#### Text under study

Completeness emerged as the most consistent shortfall. All experts found the reports for tirzepatide and apixaban to be missing vital information such as contraindications, storage guidance, pregnancy and breastfeeding warnings, drug interactions, and serious side effects. The lack of warnings about thyroid cancer, pancreatitis, or serotonin syndrome - depending on the drug - were flagged as significant omissions. For citalopram, only one version was found to be nearly complete by one expert, with the rest lacking key patient guidance.

The potential for harm was evident in many responses. For tirzepatide, all but one expert warned that the lack of safety and administration details could lead to misuse. For apixaban, divergent expert opinions emerged, with some reports missing crucial data on drug discontinuation that could lead to stroke or bleeding risks. Citalopram responses, while occasionally more detailed, often missed red-flag information that could lead to inappropriate self-adjustment of dosage or underestimation of side effects.

A similar pattern was observed regarding the potential for poor adherence. Experts noted that inadequate explanations of drug onset timelines or omission of adverse effects might cause patients to stop treatment prematurely. One expert highlighted ChatGPT’s failure to mention that citalopram may take several weeks to produce therapeutic effects - a critical point that, if not conveyed, might cause a patient to discontinue use.

PharmD interns, who evaluated fewer versions per drug, generally rated the responses more favorably, especially in terms of correctness. However, their assessments were also marked by limited recognition of clinical risks, a discrepancy the authors attribute to the interns’ relative lack of clinical experience.

Intern evaluations revealed several gaps similar to those found by experts, though at lower rates. Only 57% of interns found one version of tirzepatide complete, while the rest received lower ratings. Citalopram’s highest completeness rating from interns reached just over 70%, and apixaban versions hovered around similar figures. Interns also identified missing brand names, contraindications, side effects, and instructions for special populations like pregnant women and elderly patients.

The study’s comprehensive structure - drawing on both seasoned clinicians and student reviewers - underscores the importance of expert oversight in AI-assisted healthcare delivery. Notably, both groups acknowledged variability in ChatGPT’s output between different prompts, further complicating the technology’s use as a consistent tool for patient instruction.

########
#### The data

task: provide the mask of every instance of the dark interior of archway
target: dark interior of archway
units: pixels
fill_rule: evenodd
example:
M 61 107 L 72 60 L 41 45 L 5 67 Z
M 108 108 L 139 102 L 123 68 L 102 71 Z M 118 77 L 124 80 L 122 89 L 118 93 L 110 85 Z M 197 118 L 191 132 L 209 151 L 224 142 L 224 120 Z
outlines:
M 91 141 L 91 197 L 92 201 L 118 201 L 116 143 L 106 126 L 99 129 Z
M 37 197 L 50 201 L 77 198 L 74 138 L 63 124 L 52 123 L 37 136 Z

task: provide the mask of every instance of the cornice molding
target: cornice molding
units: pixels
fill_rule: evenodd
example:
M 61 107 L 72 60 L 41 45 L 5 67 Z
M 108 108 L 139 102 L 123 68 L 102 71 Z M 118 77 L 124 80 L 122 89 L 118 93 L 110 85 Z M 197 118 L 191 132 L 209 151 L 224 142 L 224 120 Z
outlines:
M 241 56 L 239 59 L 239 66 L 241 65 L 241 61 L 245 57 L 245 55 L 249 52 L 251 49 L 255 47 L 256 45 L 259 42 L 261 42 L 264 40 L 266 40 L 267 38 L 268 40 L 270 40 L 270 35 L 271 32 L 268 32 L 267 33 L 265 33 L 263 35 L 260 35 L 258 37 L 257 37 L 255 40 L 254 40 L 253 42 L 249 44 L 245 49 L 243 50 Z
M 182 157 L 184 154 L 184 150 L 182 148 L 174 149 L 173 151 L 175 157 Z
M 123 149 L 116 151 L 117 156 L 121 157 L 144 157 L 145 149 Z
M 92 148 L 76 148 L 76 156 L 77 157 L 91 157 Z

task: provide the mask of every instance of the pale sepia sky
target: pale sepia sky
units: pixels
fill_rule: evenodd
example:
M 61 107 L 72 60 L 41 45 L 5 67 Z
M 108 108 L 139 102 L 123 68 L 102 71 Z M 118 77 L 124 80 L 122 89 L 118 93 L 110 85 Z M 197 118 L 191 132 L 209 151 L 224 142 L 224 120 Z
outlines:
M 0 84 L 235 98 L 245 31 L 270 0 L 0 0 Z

########

(What is needed) Update the stretch of the text on expert and intern reviews from "PharmD interns, who" through "of clinical experience.", replacing "correctness" with "accuracy".

(Solution to this problem)
PharmD interns, who evaluated fewer versions per drug, generally rated the responses more favorably, especially in terms of accuracy. However, their assessments were also marked by limited recognition of clinical risks, a discrepancy the authors attribute to the interns’ relative lack of clinical experience.